Text passage.

- - - - -

Relational Algebra Meeting Recap

From: "Selena Deckelmann" <selenamarie(at)gmail(dot)com>
To: pdxpug(at)postgresql(dot)org
Subject: Relational Algebra Meeting Recap
Date: 2007-09-26 18:52:01
Views: Raw Message | Whole Thread | Download mbox | Resend email
Lists: pdxpug

Hello 'PUGers,

Last week's meeting was all about Relational Algebra. And mixed
drinks. And our ONE YEAR ANNIVERSARY! That's right - PDXPUG has
been around for a full year.

Twenty-one people attended - with one intrepid traveller from Eugene,
and Alec, who is moving to Seattle. We hope Alec starts a PUG with the
Whitepages folks. We also had visitors from the PHP and Ruby
communities. And even Wil Cooley. Very good to see you all!

Several people brought mixers and raw material for the bar. In
particular, Jason from the Python Users Group, Gabrielle and Schwern.
Did I miss anone? Gabrielle served as bartender for over an hour.
Thank you all very much!

We started with a short discussion of HOT (which stands for Heap ONLY
tuple), courtesy of Jeff Davis. The bottom line here is that it is a
big performance enhancement for tables which are UPDATE'd frequently.
Rather than appending modified tuples to the end of an index, existing
tuples are updated in place - which preserves the order of an index
and greatly reduces the need for a table-wide VACUUM.

- - - - -

Dataset.
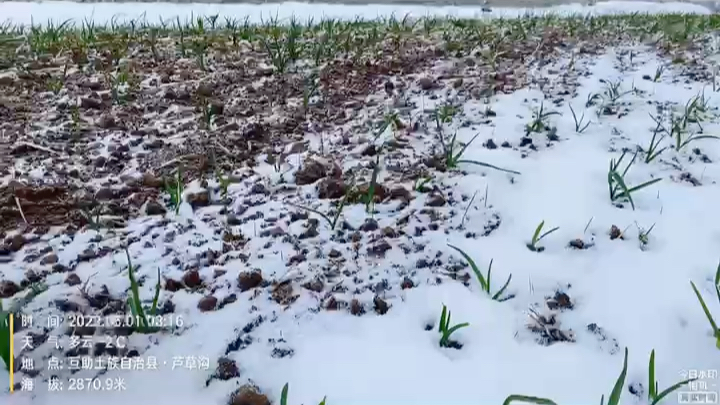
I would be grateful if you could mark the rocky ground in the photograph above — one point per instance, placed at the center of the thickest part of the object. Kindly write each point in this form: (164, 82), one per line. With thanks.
(258, 177)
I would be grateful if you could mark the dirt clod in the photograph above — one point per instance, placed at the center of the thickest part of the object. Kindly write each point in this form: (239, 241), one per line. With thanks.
(249, 280)
(73, 279)
(207, 303)
(248, 395)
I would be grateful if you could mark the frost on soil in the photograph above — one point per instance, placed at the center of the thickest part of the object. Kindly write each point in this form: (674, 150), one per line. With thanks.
(297, 188)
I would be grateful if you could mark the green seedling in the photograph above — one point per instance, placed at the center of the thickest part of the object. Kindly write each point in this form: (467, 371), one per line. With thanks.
(453, 159)
(140, 313)
(445, 114)
(390, 120)
(175, 189)
(421, 184)
(484, 280)
(644, 235)
(713, 325)
(284, 395)
(654, 396)
(658, 73)
(537, 237)
(93, 217)
(446, 330)
(332, 221)
(208, 115)
(580, 124)
(5, 337)
(613, 92)
(652, 151)
(591, 98)
(309, 90)
(224, 183)
(55, 85)
(617, 186)
(370, 194)
(462, 220)
(539, 121)
(614, 398)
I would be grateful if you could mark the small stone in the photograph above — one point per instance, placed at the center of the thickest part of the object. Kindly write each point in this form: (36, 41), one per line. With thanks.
(16, 243)
(8, 289)
(73, 279)
(380, 306)
(389, 232)
(331, 188)
(369, 225)
(105, 194)
(49, 259)
(379, 248)
(315, 285)
(356, 308)
(577, 244)
(173, 285)
(248, 395)
(226, 369)
(192, 279)
(149, 180)
(311, 172)
(207, 303)
(426, 83)
(273, 232)
(435, 200)
(199, 199)
(249, 279)
(154, 208)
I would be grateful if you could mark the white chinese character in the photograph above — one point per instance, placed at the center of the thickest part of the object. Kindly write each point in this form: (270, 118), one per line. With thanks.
(113, 363)
(27, 364)
(99, 363)
(87, 363)
(190, 362)
(26, 321)
(27, 384)
(74, 363)
(119, 384)
(204, 362)
(86, 342)
(55, 341)
(125, 363)
(53, 363)
(53, 321)
(27, 342)
(74, 341)
(54, 384)
(151, 363)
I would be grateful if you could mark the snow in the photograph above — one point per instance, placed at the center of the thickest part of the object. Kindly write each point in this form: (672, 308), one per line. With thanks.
(103, 13)
(641, 298)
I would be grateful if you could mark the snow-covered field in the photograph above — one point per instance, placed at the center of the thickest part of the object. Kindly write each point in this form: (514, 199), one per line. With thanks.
(333, 180)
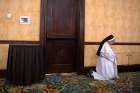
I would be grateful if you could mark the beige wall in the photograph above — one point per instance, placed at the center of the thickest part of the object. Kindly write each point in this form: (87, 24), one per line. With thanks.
(117, 17)
(125, 54)
(3, 55)
(10, 28)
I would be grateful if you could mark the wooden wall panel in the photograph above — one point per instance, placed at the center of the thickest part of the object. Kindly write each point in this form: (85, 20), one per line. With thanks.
(3, 55)
(118, 17)
(125, 55)
(10, 28)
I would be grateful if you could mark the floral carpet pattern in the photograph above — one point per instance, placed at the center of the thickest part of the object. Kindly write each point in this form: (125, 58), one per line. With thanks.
(73, 83)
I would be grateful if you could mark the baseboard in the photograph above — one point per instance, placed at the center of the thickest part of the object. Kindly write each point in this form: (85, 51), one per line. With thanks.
(2, 73)
(121, 68)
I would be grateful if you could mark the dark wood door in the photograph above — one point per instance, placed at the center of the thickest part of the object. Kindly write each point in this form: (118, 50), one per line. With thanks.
(61, 33)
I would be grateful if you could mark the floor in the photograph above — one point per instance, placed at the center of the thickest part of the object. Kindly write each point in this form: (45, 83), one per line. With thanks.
(73, 83)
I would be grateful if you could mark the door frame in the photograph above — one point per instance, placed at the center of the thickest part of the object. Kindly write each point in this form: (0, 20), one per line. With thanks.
(80, 36)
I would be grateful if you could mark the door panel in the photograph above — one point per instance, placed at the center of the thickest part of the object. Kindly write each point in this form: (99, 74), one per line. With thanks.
(61, 19)
(61, 55)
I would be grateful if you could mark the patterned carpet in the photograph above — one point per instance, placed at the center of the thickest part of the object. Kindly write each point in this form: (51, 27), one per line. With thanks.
(72, 83)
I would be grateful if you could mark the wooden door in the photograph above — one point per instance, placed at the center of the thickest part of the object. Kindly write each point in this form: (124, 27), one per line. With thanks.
(61, 35)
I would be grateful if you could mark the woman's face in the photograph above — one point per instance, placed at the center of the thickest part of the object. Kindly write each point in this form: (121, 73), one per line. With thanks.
(111, 42)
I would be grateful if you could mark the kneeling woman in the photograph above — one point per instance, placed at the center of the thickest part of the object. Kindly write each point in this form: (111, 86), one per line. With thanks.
(106, 67)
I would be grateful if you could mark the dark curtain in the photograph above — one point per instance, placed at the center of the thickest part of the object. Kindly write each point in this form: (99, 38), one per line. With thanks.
(25, 64)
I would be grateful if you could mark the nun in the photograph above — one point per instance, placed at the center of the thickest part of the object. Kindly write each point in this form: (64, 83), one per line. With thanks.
(106, 68)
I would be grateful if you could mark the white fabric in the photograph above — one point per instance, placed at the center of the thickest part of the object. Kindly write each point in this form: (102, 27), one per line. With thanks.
(106, 67)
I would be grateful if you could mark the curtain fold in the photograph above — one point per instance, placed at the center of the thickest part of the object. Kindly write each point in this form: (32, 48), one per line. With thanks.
(25, 64)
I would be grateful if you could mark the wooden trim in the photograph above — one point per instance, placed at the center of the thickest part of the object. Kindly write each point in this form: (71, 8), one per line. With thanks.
(18, 42)
(80, 65)
(2, 73)
(42, 22)
(121, 68)
(117, 43)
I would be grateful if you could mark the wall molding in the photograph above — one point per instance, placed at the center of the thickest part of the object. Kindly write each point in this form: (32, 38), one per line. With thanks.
(121, 68)
(117, 43)
(18, 42)
(2, 73)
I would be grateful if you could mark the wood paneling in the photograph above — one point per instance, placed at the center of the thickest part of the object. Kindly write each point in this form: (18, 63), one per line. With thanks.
(3, 55)
(62, 34)
(61, 18)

- - - - -

Given task 1. Rewrite the paragraph of the meeting recap that begins "We started with a short discussion of HOT" as a brief bulleted list that keeps its main facts.
Given task 2. Copy out the lines of the listing from the one containing "I would be grateful if you could mark the wood paneling" through the end of the listing.
The meeting recap and the listing were taken from unrelated sources.

Exercise answer 1.
- HOT stands for Heap ONLY tuple; Jeff Davis led a short discussion of it.
- It is a big performance enhancement for tables that are UPDATE'd frequently.
- Existing tuples are updated in place instead of modified tuples being appended to the end of an index.
- This preserves the order of an index and greatly reduces the need for a table-wide VACUUM.

Exercise answer 2.
I would be grateful if you could mark the wood paneling in the photograph above — one point per instance, placed at the center of the thickest part of the object. Kindly write each point in this form: (18, 63), one per line. With thanks.
(3, 55)
(62, 34)
(61, 18)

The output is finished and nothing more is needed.